Your objective: Each entry in the block below needs to be copied out exactly.

Supplied data:
• • • •

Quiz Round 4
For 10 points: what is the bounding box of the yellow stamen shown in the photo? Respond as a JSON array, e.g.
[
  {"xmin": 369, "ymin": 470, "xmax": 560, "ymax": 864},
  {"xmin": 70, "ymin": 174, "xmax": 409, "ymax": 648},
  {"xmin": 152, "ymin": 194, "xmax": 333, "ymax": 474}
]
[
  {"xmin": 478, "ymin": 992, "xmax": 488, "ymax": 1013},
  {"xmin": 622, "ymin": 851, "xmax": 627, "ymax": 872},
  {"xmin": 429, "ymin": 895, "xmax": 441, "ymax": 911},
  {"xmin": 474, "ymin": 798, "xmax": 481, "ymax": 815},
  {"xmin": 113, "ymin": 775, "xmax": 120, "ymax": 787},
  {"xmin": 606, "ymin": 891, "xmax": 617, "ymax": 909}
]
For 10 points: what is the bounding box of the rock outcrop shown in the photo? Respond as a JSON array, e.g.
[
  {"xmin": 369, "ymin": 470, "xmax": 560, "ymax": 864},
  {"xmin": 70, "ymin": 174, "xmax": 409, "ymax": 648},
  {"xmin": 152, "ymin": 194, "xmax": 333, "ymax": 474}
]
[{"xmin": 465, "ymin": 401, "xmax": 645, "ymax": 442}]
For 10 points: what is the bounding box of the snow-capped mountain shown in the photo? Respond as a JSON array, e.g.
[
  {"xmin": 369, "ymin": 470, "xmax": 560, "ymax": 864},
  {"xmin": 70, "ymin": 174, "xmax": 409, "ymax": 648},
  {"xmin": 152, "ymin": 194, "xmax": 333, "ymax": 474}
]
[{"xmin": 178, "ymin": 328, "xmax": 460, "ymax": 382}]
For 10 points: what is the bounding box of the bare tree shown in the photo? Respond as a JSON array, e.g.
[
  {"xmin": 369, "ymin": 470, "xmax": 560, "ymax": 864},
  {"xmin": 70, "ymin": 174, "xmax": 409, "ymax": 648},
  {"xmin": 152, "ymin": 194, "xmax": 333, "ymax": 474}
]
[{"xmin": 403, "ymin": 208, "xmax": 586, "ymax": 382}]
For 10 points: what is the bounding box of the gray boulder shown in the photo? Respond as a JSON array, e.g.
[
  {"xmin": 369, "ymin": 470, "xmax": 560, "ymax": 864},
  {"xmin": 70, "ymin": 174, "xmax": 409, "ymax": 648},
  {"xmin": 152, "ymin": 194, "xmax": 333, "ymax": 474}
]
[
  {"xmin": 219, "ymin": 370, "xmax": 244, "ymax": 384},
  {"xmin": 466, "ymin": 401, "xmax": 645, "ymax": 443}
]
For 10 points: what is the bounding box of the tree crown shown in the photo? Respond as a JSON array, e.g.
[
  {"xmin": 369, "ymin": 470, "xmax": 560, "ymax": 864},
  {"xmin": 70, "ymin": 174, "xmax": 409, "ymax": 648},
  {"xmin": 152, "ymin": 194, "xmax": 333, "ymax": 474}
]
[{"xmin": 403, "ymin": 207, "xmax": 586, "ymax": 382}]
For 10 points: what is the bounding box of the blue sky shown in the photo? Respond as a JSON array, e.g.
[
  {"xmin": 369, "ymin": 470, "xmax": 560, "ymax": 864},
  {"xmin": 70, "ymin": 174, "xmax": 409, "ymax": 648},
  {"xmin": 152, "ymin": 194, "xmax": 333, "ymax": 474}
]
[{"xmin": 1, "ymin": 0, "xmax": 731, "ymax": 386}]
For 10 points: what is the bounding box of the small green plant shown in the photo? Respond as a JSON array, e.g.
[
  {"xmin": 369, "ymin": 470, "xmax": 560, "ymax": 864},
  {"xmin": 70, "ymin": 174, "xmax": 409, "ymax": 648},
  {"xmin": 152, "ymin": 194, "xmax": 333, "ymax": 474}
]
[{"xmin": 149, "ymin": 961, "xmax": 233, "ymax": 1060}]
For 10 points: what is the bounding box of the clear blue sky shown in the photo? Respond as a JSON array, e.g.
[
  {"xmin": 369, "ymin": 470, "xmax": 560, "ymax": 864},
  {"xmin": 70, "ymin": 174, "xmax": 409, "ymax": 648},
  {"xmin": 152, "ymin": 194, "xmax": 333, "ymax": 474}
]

• • • •

Answer for this exercise:
Quiz Round 4
For 10 points: what is the bounding box of the yellow stamen shown in the photo? Respond as a JSON array, e.g.
[
  {"xmin": 369, "ymin": 470, "xmax": 560, "ymax": 864},
  {"xmin": 70, "ymin": 174, "xmax": 409, "ymax": 648},
  {"xmin": 152, "ymin": 194, "xmax": 333, "ymax": 474}
]
[
  {"xmin": 478, "ymin": 992, "xmax": 488, "ymax": 1013},
  {"xmin": 622, "ymin": 851, "xmax": 627, "ymax": 872},
  {"xmin": 429, "ymin": 895, "xmax": 441, "ymax": 911},
  {"xmin": 474, "ymin": 798, "xmax": 481, "ymax": 815},
  {"xmin": 113, "ymin": 775, "xmax": 120, "ymax": 787},
  {"xmin": 606, "ymin": 891, "xmax": 617, "ymax": 909}
]
For 10 points: what is the bounding box of the rock outcrop shown in the photo? Respond as a JSON array, e.g.
[
  {"xmin": 369, "ymin": 470, "xmax": 560, "ymax": 864},
  {"xmin": 70, "ymin": 174, "xmax": 409, "ymax": 648},
  {"xmin": 152, "ymin": 194, "xmax": 333, "ymax": 474}
]
[{"xmin": 465, "ymin": 401, "xmax": 645, "ymax": 442}]
For 10 points: what is the bounding box of the snow-capped mountain shown in the photo? Respond as a JSON array, e.g.
[
  {"xmin": 369, "ymin": 470, "xmax": 560, "ymax": 864},
  {"xmin": 70, "ymin": 174, "xmax": 409, "ymax": 648},
  {"xmin": 152, "ymin": 194, "xmax": 333, "ymax": 474}
]
[{"xmin": 178, "ymin": 328, "xmax": 460, "ymax": 382}]
For 10 points: what is the bounding box of the bare tree shown in the photo? Respond as a JSON array, e.g.
[
  {"xmin": 369, "ymin": 470, "xmax": 560, "ymax": 864},
  {"xmin": 70, "ymin": 174, "xmax": 409, "ymax": 648},
  {"xmin": 152, "ymin": 194, "xmax": 333, "ymax": 474}
]
[{"xmin": 403, "ymin": 208, "xmax": 586, "ymax": 382}]
For 10 points: what is the bounding box of the gray boulder shown in the photo? Respond as a JSON array, e.g.
[
  {"xmin": 369, "ymin": 470, "xmax": 560, "ymax": 864},
  {"xmin": 70, "ymin": 174, "xmax": 409, "ymax": 648},
  {"xmin": 152, "ymin": 194, "xmax": 333, "ymax": 474}
]
[
  {"xmin": 219, "ymin": 370, "xmax": 244, "ymax": 384},
  {"xmin": 466, "ymin": 401, "xmax": 645, "ymax": 443}
]
For 10 points: what is the bounding box of the tree crown shown in the photo? Respond as a JSON array, e.g.
[
  {"xmin": 369, "ymin": 470, "xmax": 560, "ymax": 864},
  {"xmin": 70, "ymin": 174, "xmax": 409, "ymax": 648},
  {"xmin": 152, "ymin": 194, "xmax": 333, "ymax": 474}
]
[{"xmin": 403, "ymin": 207, "xmax": 586, "ymax": 382}]
For 10 points: what is the bounding box of the blue sky shown in the photo? Respond as a JSON array, e.g.
[
  {"xmin": 369, "ymin": 470, "xmax": 560, "ymax": 864},
  {"xmin": 70, "ymin": 174, "xmax": 409, "ymax": 648},
  {"xmin": 152, "ymin": 194, "xmax": 333, "ymax": 474}
]
[{"xmin": 1, "ymin": 0, "xmax": 731, "ymax": 386}]
For 10 points: what is the bounding box of the small green plant shown in the photo? Respond as a JSON array, e.g.
[
  {"xmin": 369, "ymin": 470, "xmax": 560, "ymax": 864},
  {"xmin": 70, "ymin": 174, "xmax": 409, "ymax": 648},
  {"xmin": 152, "ymin": 194, "xmax": 333, "ymax": 474}
]
[{"xmin": 149, "ymin": 961, "xmax": 233, "ymax": 1060}]
For 10 points: what is the bounding box of the clear blue sky shown in the photo? Respond as a JSON array, e.g.
[
  {"xmin": 369, "ymin": 470, "xmax": 560, "ymax": 864},
  {"xmin": 70, "ymin": 174, "xmax": 409, "ymax": 648},
  {"xmin": 152, "ymin": 194, "xmax": 333, "ymax": 474}
]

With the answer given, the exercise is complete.